Clark’s and Jacobson’s proposals are markedly similar in the location and type of functional 
blocks that are needed to implement them. Furthermore, they implement quite different services 
which are not incompatible in a network. The Premium service implements a guaranteed peak 
bandwidth service with negligible queueing delay that cannot starve best effort traffic and can be 
allocated in a fairly straightforward fashion. This service would seem to have a strong appeal for 
commercial applications, video broadcasts, voice-over-IP, and VPNs. On the other hand, this 
service may prove both too restrictive (in its hard limits) and overdesigned (no overallocation) for 
some applications. The Assured service implements a service that has the same delay 
characteristics as (undropped) best effort packets and the firmness of its guarantee depends on 
how well individual links are provisioned for bursts of Assured packets. On the other hand, it 
permits traffic flows to use any additional available capacity without penalty and occasional 
dropped packets for short congestive periods may be acceptable to many users. This service might 
be what an ISP would provide to individual customers who are willing to pay a bit more for 
internet service that seems unaffected by congestive periods. Both services are only as good as 
their admission control schemes, design of which can be more difficult for traffic which is not 
peak-rate allocated.

## RAW DATA
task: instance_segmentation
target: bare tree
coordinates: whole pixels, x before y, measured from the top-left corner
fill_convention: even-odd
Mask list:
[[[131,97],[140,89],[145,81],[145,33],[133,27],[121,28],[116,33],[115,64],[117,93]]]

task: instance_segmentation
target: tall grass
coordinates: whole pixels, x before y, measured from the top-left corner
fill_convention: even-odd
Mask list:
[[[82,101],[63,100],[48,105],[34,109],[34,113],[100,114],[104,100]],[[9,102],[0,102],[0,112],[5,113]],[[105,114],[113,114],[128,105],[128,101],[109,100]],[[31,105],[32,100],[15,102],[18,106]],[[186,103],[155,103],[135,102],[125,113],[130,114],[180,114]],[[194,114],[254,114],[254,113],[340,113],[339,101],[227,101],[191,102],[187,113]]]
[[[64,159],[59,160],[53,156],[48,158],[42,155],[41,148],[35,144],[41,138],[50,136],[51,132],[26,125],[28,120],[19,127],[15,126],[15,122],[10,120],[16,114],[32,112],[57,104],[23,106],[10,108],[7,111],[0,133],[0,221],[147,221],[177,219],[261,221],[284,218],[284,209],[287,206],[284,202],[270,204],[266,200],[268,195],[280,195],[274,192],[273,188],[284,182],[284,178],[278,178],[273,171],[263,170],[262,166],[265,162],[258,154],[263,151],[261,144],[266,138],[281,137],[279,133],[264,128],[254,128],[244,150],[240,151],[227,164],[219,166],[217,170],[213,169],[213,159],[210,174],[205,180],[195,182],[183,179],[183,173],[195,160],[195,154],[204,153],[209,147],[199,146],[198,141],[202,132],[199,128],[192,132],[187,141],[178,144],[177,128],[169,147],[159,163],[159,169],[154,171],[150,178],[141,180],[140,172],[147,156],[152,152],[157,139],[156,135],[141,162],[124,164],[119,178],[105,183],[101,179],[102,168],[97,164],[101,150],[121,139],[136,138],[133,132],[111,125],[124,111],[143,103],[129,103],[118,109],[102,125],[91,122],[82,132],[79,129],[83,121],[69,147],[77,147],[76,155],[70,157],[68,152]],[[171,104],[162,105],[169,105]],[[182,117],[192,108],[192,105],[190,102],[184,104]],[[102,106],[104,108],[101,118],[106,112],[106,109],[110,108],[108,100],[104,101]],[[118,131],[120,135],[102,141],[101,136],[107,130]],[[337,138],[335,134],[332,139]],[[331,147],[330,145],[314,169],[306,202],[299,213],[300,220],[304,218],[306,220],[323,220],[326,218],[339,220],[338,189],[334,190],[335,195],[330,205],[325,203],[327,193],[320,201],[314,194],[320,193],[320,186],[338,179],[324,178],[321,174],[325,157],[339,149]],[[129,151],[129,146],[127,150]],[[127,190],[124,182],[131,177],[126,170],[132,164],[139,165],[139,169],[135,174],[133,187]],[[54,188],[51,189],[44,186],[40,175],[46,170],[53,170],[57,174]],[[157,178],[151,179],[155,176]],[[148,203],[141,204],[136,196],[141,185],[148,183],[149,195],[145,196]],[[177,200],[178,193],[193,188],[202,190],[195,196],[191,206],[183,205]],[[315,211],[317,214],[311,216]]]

## GIVEN EXERCISE
Return the entire passage on the Premium and Assured network services, word for word. The records are unrelated to the passage on the Premium and Assured network services.

## EXPECTED ANSWER
Clark’s and Jacobson’s proposals are markedly similar in the location and type of functional 
blocks that are needed to implement them. Furthermore, they implement quite different services 
which are not incompatible in a network. The Premium service implements a guaranteed peak 
bandwidth service with negligible queueing delay that cannot starve best effort traffic and can be 
allocated in a fairly straightforward fashion. This service would seem to have a strong appeal for 
commercial applications, video broadcasts, voice-over-IP, and VPNs. On the other hand, this 
service may prove both too restrictive (in its hard limits) and overdesigned (no overallocation) for 
some applications. The Assured service implements a service that has the same delay 
characteristics as (undropped) best effort packets and the firmness of its guarantee depends on 
how well individual links are provisioned for bursts of Assured packets. On the other hand, it 
permits traffic flows to use any additional available capacity without penalty and occasional 
dropped packets for short congestive periods may be acceptable to many users. This service might 
be what an ISP would provide to individual customers who are willing to pay a bit more for 
internet service that seems unaffected by congestive periods. Both services are only as good as 
their admission control schemes, design of which can be more difficult for traffic which is not 
peak-rate allocated.